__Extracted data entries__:
******************************

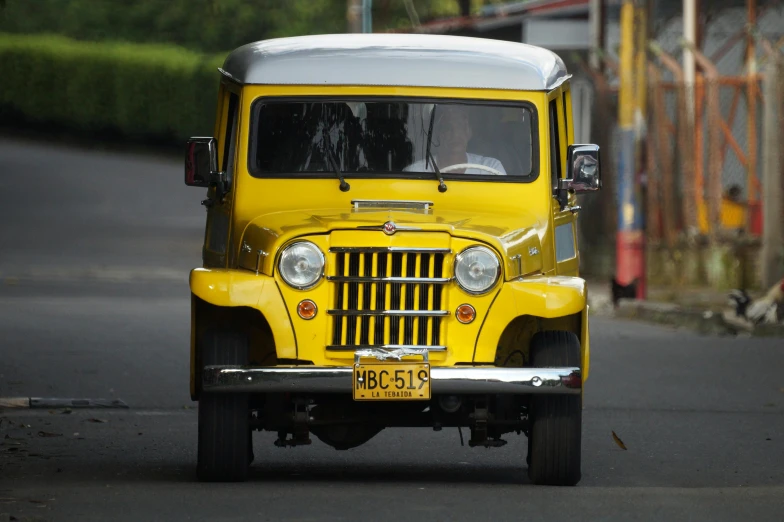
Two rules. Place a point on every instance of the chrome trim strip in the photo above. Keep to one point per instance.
(357, 279)
(452, 379)
(382, 228)
(390, 203)
(354, 348)
(403, 250)
(396, 313)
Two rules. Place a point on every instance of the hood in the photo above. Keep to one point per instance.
(510, 234)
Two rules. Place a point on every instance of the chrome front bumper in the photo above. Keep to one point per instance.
(445, 380)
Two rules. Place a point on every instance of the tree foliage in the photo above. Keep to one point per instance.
(204, 25)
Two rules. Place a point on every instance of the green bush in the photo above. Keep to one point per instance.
(139, 91)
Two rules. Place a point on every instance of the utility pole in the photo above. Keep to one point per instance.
(354, 16)
(367, 16)
(773, 169)
(630, 239)
(689, 63)
(596, 27)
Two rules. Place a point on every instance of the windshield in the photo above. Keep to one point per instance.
(370, 138)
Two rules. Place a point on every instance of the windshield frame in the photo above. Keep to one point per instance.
(259, 101)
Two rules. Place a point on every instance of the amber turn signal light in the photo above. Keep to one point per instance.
(465, 313)
(307, 309)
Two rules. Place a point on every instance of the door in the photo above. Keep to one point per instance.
(216, 236)
(567, 260)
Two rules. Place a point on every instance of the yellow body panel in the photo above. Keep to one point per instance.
(511, 218)
(242, 288)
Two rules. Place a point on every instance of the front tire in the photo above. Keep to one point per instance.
(555, 433)
(224, 447)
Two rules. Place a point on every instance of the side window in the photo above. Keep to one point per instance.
(229, 140)
(555, 144)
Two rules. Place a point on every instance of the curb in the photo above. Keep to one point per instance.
(50, 403)
(707, 322)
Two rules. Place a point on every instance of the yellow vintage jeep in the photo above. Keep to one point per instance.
(390, 242)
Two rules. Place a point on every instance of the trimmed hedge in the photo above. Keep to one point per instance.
(139, 91)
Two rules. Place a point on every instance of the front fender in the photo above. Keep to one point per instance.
(543, 297)
(229, 288)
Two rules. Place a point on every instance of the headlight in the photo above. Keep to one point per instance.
(301, 264)
(477, 269)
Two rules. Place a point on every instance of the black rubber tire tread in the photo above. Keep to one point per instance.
(224, 429)
(554, 444)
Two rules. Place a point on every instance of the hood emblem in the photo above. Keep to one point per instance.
(390, 228)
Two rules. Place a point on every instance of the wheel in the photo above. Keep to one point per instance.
(555, 432)
(225, 446)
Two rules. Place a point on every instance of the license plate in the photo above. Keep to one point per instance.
(405, 381)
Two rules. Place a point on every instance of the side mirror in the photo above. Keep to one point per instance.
(584, 168)
(201, 162)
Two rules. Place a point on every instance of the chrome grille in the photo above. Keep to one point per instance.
(387, 297)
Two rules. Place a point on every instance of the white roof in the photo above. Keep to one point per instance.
(396, 60)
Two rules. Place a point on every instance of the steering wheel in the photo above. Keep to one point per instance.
(473, 166)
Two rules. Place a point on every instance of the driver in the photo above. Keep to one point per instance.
(449, 144)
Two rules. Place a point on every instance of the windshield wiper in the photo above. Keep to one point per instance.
(344, 186)
(429, 156)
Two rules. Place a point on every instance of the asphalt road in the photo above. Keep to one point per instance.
(94, 304)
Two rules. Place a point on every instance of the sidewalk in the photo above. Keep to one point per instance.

******************************

__TASK TO COMPLETE__: Reproduce the records from the line containing "Two rules. Place a point on every instance of the driver" through the end of the records, requests included, and raise every coordinate in the points by 8.

__RESULT__:
Two rules. Place a point on every instance of the driver in the photo above. Keep to one point per instance.
(457, 152)
Two rules. Place a point on every instance of the windshield wiper in the photo above. Keep to one point per instance.
(352, 194)
(437, 164)
Two rules. Place a point on every instance of the asphalt road in the photo above. Keep to one point per instance.
(102, 312)
Two rules. Place a point on every instance of the sidewalk in the photo above. Keep to one point per instance.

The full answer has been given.